Stated task |
Copy out, word for word, the lines of the records that run from the line containing "in blue shirt." through the last line of the records, both ends included. Leave the pictures out of your copy.

####

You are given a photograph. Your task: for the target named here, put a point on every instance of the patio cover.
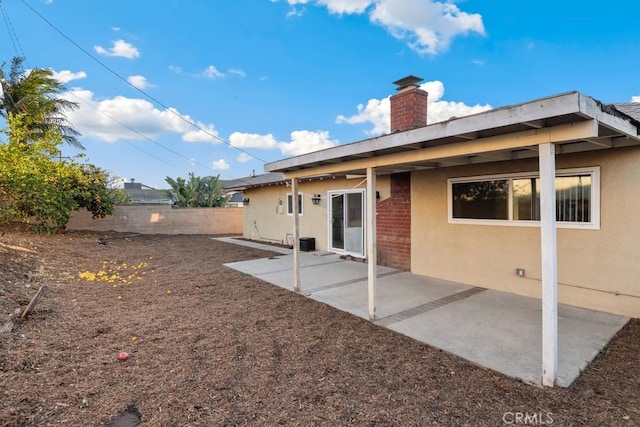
(560, 124)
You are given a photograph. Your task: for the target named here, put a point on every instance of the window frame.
(290, 204)
(594, 224)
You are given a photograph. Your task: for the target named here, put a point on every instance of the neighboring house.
(235, 199)
(536, 199)
(140, 194)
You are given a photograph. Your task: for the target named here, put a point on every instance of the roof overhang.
(572, 121)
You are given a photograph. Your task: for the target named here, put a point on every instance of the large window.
(290, 204)
(514, 199)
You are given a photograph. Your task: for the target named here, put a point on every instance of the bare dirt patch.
(210, 346)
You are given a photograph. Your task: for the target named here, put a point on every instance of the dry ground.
(223, 348)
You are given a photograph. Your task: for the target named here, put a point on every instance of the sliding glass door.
(346, 221)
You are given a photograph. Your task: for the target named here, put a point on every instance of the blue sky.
(262, 80)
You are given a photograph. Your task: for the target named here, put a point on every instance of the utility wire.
(163, 105)
(132, 130)
(16, 44)
(12, 33)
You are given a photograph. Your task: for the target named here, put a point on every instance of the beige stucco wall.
(597, 269)
(163, 219)
(266, 219)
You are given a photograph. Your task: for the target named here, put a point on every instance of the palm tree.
(33, 95)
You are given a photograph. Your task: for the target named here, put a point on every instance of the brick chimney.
(409, 105)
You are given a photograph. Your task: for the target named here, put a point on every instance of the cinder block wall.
(162, 219)
(393, 224)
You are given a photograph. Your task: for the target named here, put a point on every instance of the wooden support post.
(372, 251)
(33, 302)
(549, 255)
(296, 234)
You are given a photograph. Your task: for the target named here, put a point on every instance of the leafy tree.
(197, 191)
(37, 188)
(33, 94)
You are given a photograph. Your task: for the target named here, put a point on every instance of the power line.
(163, 105)
(12, 33)
(172, 111)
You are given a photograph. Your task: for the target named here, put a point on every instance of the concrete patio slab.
(493, 329)
(395, 293)
(504, 332)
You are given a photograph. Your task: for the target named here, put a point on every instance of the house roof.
(253, 181)
(573, 121)
(631, 109)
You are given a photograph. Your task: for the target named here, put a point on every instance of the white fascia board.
(590, 108)
(567, 103)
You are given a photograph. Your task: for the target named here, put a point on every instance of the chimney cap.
(410, 80)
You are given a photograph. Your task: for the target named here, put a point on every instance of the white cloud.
(377, 111)
(65, 76)
(237, 72)
(120, 48)
(220, 164)
(203, 134)
(252, 140)
(428, 26)
(139, 81)
(243, 157)
(304, 141)
(346, 6)
(212, 72)
(104, 119)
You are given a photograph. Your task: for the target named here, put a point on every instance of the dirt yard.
(209, 346)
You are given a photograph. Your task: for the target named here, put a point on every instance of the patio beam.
(530, 138)
(296, 235)
(549, 255)
(372, 251)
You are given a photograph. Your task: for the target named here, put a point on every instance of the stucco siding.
(597, 269)
(265, 217)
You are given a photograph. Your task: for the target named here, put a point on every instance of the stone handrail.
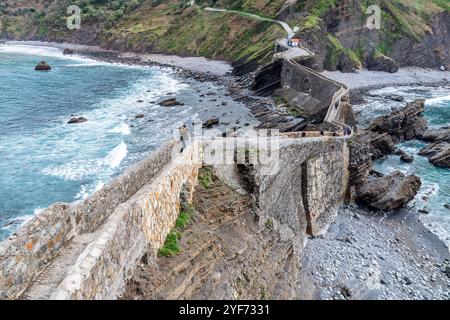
(26, 253)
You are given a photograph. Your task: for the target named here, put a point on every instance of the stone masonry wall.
(298, 199)
(303, 197)
(140, 223)
(26, 253)
(295, 76)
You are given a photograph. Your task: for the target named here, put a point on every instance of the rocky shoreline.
(408, 256)
(367, 255)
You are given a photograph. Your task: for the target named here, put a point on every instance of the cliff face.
(412, 32)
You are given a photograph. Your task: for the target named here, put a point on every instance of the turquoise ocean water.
(44, 160)
(435, 191)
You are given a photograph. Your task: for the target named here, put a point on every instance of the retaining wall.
(27, 252)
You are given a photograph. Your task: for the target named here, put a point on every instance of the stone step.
(47, 282)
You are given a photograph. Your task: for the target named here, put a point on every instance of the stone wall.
(302, 197)
(27, 252)
(298, 199)
(140, 223)
(311, 184)
(303, 79)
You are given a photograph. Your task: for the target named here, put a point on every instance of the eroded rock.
(438, 153)
(388, 193)
(171, 102)
(382, 63)
(42, 66)
(75, 120)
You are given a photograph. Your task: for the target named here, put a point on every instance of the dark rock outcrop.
(442, 134)
(210, 122)
(396, 97)
(391, 192)
(171, 102)
(75, 120)
(382, 63)
(407, 158)
(268, 79)
(438, 153)
(380, 144)
(360, 161)
(68, 51)
(403, 124)
(42, 66)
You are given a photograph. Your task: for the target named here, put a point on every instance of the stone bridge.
(88, 250)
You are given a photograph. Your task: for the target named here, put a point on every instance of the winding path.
(291, 52)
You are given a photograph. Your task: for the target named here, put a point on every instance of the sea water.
(435, 190)
(44, 160)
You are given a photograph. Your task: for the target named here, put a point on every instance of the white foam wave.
(115, 156)
(438, 100)
(122, 128)
(87, 190)
(42, 51)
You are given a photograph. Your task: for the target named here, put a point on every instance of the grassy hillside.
(174, 26)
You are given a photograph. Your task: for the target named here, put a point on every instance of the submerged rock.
(438, 153)
(404, 124)
(43, 66)
(67, 51)
(391, 192)
(396, 97)
(406, 158)
(441, 134)
(210, 122)
(382, 63)
(75, 120)
(171, 102)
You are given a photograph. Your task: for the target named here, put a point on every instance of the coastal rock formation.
(382, 63)
(68, 51)
(438, 153)
(404, 124)
(42, 66)
(396, 97)
(442, 134)
(210, 122)
(171, 102)
(268, 79)
(380, 144)
(75, 120)
(388, 193)
(360, 161)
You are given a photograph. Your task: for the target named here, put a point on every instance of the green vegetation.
(171, 245)
(336, 49)
(185, 217)
(205, 177)
(314, 18)
(269, 224)
(173, 26)
(292, 110)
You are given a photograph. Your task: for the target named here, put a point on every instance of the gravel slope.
(366, 256)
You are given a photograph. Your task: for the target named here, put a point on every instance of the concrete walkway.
(285, 26)
(291, 52)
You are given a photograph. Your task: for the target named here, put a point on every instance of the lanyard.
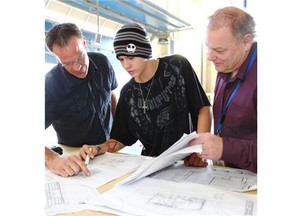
(223, 113)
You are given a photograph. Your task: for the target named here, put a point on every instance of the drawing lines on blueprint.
(177, 201)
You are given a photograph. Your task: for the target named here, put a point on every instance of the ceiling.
(106, 16)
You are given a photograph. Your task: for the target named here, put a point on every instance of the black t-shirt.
(174, 99)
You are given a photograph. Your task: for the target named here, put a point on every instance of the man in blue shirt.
(79, 102)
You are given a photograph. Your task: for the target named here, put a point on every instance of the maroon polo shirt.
(239, 131)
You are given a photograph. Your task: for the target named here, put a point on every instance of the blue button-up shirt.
(80, 109)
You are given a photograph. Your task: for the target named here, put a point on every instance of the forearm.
(113, 103)
(204, 120)
(49, 156)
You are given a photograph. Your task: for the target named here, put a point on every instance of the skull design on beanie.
(132, 40)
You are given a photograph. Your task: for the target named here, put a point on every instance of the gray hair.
(240, 22)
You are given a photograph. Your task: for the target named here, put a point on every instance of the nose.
(76, 66)
(211, 55)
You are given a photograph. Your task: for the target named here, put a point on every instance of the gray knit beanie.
(132, 40)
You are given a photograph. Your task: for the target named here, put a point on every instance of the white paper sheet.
(63, 197)
(151, 197)
(104, 168)
(221, 177)
(177, 151)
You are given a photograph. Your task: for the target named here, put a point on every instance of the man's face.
(224, 50)
(74, 57)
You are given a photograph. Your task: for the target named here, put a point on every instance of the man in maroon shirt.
(232, 49)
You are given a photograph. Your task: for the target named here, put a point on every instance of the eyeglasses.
(72, 63)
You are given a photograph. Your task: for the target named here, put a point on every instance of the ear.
(247, 41)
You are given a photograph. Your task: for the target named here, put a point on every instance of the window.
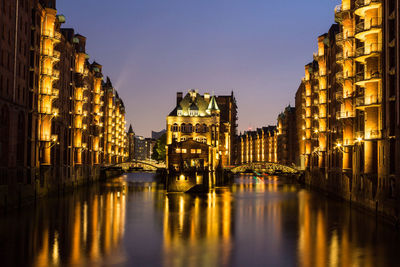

####

Full answer |
You are given a photograph. Your task: for the target named here, put a point on every instance of the man in blue shirt.
(79, 102)
You are given a photograph. Your task: for the target named here, put a point on every instance of the maroon polo shirt.
(239, 131)
You are given a photograph. Your task: for the target named here, put a point on every instance of the blue button-up shirt.
(80, 109)
You are given a photograph. Your task: for the target named here, put a point on every instance of the forearm.
(113, 103)
(204, 120)
(49, 156)
You are given a photograph. Your task: for the target named here, put a point on every instance of the skull design on beanie.
(132, 40)
You are given a photograph. Your task: for the target named here, put a point on every instance of the gray hair.
(240, 22)
You are given a photograph. Your task: for the target named here, put a point on every instance of the nose.
(76, 66)
(211, 55)
You are given a photograph. Your task: for the target named here, put a point on every instance of the gray knit beanie.
(132, 40)
You are given a photograph. Your task: for the target named here, put a point on every instance of the white paper sheet.
(63, 197)
(151, 197)
(104, 168)
(221, 177)
(177, 151)
You are given a photograph. Your task: for the target named here, put a point on every instance of the man's face.
(224, 50)
(74, 57)
You are given a photograph. Your task: for the target named here, put a point on every instance of the man in maroon shirt.
(232, 49)
You are given a photograph. Your task: for the target named here, put a point on every instance of the eyeglasses.
(72, 63)
You are given a photograph. Your task: for the target named here, put a point on every instance of the ear.
(247, 41)
You are given a photograph. Your task: for the target named here, put a point on every instance of the window.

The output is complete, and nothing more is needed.